Skip to main content

Message Storage Architecture

Comprehensive exploration of message storage solutions considering database growth, retention policies, Postfix queues, and compliance requirements.

Last Updated: February 2025


The Problem

Current Issue: SQL Storage Growth

Storage Growth:

  • Email content (HTML + text + attachments) can be 10KB - 10MB+ per message
  • At 100K messages/month: ~1-100GB/month
  • With multiple organizations: Database becomes massive quickly
  • Expensive backups, slow queries, high costs

Retention Complexity:

  • Different tiers need different retention (7 days vs 90 days vs 1 year)
  • Deleting millions of rows from SQL is expensive and slow
  • Can't use simple SQL DELETE at scale

The Complete Email Journey


Problems with Postfix Storage

Problem 1: Messages Sit in Postfix Queue

# Messages can stay in queue for days
/var/spool/postfix/active/ # Currently being delivered
/var/spool/postfix/deferred/ # Failed delivery, will retry
/var/spool/postfix/hold/ # Held messages
  • Default retry: Up to 5 days
  • Full message content stored as files
  • Privacy/compliance risk (GDPR, HIPAA)

Problem 2: Logs Contain Sensitive Data

/var/log/mail.log
# Contains: email addresses, subjects, delivery status, IPs
# Can grow massive (100MB+ per day at scale)
# Log retention = compliance issue

Problem 3: No Automatic Cleanup

  • Postfix doesn't auto-delete old queue files
  • Logs rotate but aren't purged
  • Manual cleanup required

Problem 4: Status Tracking is Complex

  • Must parse logs to know delivery status
  • Need real-time log monitoring
  • Bounce parsing is error-prone

Architecture Overview


Storage Layers

1. PostgreSQL (Metadata Only)

Store in messages table:

  • message_id, org_id, status, from, to, subject
  • created_at, sent_at, delivered_at
  • template_id, domain_id
  • content_s3_key (reference to S3)
  • content_available (boolean flag)

Benefits:

  • Fast queries for dashboards and filtering
  • Small database size (metadata is ~1KB vs 10KB+ for content)
  • Easy to keep metadata longer than content (for analytics)

[Extracted material]
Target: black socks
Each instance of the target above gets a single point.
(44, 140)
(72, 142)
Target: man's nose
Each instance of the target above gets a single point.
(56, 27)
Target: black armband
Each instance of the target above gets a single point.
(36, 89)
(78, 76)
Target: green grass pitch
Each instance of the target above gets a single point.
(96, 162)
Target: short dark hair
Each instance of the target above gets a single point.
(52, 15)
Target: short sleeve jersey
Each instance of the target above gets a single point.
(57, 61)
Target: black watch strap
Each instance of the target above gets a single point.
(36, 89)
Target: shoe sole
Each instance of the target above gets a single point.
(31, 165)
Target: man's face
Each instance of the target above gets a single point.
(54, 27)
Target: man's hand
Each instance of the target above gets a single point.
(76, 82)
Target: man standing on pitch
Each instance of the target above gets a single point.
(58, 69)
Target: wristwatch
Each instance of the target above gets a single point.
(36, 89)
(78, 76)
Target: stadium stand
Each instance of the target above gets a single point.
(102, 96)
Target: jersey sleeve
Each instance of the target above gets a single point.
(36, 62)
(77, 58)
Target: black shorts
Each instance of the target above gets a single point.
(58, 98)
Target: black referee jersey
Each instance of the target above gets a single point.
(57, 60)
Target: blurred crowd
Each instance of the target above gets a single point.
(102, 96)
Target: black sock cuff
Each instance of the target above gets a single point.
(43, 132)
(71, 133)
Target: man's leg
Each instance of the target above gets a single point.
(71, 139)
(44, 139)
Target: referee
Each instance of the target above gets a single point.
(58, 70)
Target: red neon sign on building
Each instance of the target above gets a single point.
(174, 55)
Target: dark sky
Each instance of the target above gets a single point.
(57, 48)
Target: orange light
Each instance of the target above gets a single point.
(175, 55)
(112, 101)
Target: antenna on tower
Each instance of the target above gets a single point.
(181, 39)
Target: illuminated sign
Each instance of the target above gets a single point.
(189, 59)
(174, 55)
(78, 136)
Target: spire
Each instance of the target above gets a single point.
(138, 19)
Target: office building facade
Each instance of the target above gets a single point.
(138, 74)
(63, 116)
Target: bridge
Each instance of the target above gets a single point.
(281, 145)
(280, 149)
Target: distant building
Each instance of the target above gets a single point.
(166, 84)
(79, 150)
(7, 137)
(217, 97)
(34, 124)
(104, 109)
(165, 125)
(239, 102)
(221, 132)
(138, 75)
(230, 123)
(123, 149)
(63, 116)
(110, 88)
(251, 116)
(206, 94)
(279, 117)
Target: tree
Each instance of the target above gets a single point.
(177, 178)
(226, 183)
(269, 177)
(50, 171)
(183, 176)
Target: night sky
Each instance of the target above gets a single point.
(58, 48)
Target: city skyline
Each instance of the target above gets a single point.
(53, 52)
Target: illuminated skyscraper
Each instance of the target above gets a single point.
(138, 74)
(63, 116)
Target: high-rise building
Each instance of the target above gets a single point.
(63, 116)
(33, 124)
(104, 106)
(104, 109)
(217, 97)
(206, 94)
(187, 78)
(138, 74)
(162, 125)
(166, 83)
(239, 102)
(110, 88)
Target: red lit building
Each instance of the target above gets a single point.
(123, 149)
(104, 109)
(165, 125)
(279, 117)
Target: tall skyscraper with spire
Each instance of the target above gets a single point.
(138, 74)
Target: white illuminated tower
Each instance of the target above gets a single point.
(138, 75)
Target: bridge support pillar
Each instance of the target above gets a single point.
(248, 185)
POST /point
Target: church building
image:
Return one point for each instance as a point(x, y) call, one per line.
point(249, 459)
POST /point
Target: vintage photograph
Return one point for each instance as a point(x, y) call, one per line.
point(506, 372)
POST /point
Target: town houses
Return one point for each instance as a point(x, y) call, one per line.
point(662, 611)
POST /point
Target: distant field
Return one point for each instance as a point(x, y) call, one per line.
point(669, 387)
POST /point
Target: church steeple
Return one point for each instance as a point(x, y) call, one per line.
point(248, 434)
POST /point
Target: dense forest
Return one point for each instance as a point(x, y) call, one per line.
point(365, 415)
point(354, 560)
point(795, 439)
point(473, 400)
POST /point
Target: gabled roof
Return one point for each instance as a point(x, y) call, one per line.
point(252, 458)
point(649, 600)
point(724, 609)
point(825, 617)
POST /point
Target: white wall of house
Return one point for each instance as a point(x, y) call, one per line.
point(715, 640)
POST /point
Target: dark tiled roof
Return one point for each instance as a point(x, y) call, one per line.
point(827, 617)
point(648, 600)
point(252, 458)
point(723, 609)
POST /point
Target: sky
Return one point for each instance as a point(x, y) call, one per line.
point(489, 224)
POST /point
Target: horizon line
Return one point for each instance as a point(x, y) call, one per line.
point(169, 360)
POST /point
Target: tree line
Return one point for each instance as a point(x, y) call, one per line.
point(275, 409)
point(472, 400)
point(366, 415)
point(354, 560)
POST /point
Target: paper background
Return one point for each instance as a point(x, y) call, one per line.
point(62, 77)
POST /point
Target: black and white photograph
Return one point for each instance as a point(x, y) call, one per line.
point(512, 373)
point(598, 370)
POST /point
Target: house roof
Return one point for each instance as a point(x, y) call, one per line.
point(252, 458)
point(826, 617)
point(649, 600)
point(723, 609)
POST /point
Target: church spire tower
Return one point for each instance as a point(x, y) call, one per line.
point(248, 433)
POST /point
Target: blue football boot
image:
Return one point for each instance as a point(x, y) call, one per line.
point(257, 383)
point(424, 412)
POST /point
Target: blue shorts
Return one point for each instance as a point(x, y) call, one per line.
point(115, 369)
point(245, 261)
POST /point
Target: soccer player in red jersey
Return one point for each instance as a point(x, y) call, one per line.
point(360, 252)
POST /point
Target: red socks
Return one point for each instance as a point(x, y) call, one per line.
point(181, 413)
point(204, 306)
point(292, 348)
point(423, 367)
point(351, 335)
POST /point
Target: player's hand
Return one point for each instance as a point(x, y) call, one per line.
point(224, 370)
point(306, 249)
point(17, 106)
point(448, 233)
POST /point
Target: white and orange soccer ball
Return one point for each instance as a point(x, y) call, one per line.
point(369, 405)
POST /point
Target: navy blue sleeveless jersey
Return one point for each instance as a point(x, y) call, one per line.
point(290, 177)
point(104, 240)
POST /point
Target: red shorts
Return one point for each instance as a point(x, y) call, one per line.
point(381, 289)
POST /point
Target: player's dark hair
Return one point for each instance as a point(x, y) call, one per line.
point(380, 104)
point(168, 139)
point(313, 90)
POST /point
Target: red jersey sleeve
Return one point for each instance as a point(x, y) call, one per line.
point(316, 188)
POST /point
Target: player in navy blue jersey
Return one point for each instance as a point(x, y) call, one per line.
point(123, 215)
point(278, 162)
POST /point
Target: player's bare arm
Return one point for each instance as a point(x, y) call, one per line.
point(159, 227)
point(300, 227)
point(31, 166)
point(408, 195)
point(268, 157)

[Task 1]
According to the message storage architecture page, how long does Postfix keep retrying a message by default?
[Task 2]
Extend the message storage architecture page from its last line onward.

[Task output 1]
Up to 5 days.

[Task output 2]
2. Object Storage (S3/MinIO) - Message Content

Store full message content:

{
"message_id": "msg_123",
"html": "<html>...</html>",
"text": "Plain text version",
"attachments": [...],
"headers": {...},
"variables": {...}
}

Path structure: messages/{org_id}/{year}/{month}/{day}/{message_id}.json.gz

Benefits:

  • Cheap storage ($0.023/GB/month on S3 vs $0.10+/GB for RDS)
  • Compression reduces size by 70-90%
  • Easy retention with S3 lifecycle policies
  • No database performance impact

3. Tier-Based Retention Policy

TierContent RetentionMetadata Retention
Free7 days30 days
Basic30 days90 days
Pro90 days1 year
Enterprise1 year+Unlimited

Implementation:

  • Set S3 lifecycle rules per organization folder
  • Background job marks content_available = false when content expires
  • UI shows "Content expired per retention policy" for old messages
  • Keep metadata for analytics (delivery rates, trends) even after content deletion

Message Access Flow

Writing Messages

// 1. Save metadata to SQL
const message = await prisma.message.create({
data: { ...metadata, content_available: true }
})

// 2. Upload content to S3 (async, non-blocking)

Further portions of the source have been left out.